--- SOURCE ---
ENGL G5001x Masters Seminar

section 1: The Critic in Culture. David Damrosch (Monday 4:10-6). This seminar gives an introduction to the scholarly study of literature. It will offer readings in a range of contemporary theories and methods of literary study, looking closely at critics and theorists as writers: how do they approach and analyze their objects of study? How do they position themselves in relation to their material and to their readers? What are the relations between specifically literary studies and more general cultural criticism? Syllabus.

section 2: Text, Image, Film, Performance, Event. Julie Peters (Monday 2:10-4). This seminar investigates how we interpret: texts, images, films, performances, and events. Drama will stand at the center of the course, as both normative and bastard literary genre, against which such categories as "literature," "performance," "ritual," "film" (etc.) may be measured. A series of dramatic and quasi-dramatic texts and films will serve as the background for readings in classical aesthetics (discussions of aesthetic medium, narrative genre, character, reception, and the ethical function of art) and in contemporary theory (the meaning of the avant-garde, the nature of material culture, the performance of sexuality, globalism and medium, etc). Students will present papers at a "mini-conference" at the end of the semester. Primarily geared toward MA students, but open to post-MA students by permission of the instructor.

ENGL G5005x Masters Colloquium will take place on alternate Mondays from 12:30-2.

MEDIEVAL

CLEN G4093x Introduction to Old Norse (Richard Sacks) F 1:30-4. Lecture. An introduction to Old Norse language and literature, with the primary focus on learning to read Old Norse literature in the original. A few texts from a range of literary genres will also be read in translation. Some previous exposure to Old English or another Germanic language is useful though not required. Syllabus.
--- LISTED RECORDS ---
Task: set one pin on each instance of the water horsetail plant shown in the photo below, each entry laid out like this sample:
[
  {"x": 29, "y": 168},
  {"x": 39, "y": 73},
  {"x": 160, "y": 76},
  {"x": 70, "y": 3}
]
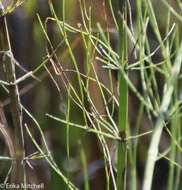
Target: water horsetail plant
[
  {"x": 107, "y": 74},
  {"x": 18, "y": 166}
]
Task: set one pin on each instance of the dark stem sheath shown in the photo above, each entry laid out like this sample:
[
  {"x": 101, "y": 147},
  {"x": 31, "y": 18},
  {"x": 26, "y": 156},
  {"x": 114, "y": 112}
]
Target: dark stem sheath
---
_COMPLETE THE FOLLOWING_:
• a. Answer these questions from the course listing:
(i) Who teaches section 1 of the Masters Seminar?
(ii) What will students in section 2 do at the end of the semester?
(iii) When does the Masters Colloquium take place?
• b. Name every instructor mentioned in the course listing.
• c. Write the next part of the course listing, picking up after its last sentence.
The records have no connection to the course listing.

_FINAL ANSWERS_:
• a.
(i) David Damrosch
(ii) They will present papers at a "mini-conference."
(iii) On alternate Mondays from 12:30 to 2

• b. David Damrosch, Julie Peters, Richard Sacks

• c.
CLEN G6045x Medieval Romance (Susan Crane) R 11-12:50. Seminar. From its appearance in the later twelfth century through the end of the Middle Ages, romance was the dominant long narrative genre in western vernaculars. As such, it was an important imaginative space for developing and reconsidering ideologies of identity, justice, conquest, sexuality, faith, history, and more. This course will only begin to introduce the genre's capacious reach. We will place English romances in their Anglo-Norman and continental French context, and we will focus on just a few of their many preoccupations. First unit: courtship, homoeroticism, gender definition; second unit: chivalric identity, honor, performance of identity; third unit: nation, race, and faith. Romances likely to be on the syllabus: Eneas, Tristan, Erec and Enide, Knight of the Cart, Romance of the Rose, Romance of Horn, King Horn, Havelok the Dane, Floris and Blancheflor, Squire's Tale, Morte Darthur. Course requirements: two 10-12 page papers involving primary and secondary research; class discussions; one or two presentations in class.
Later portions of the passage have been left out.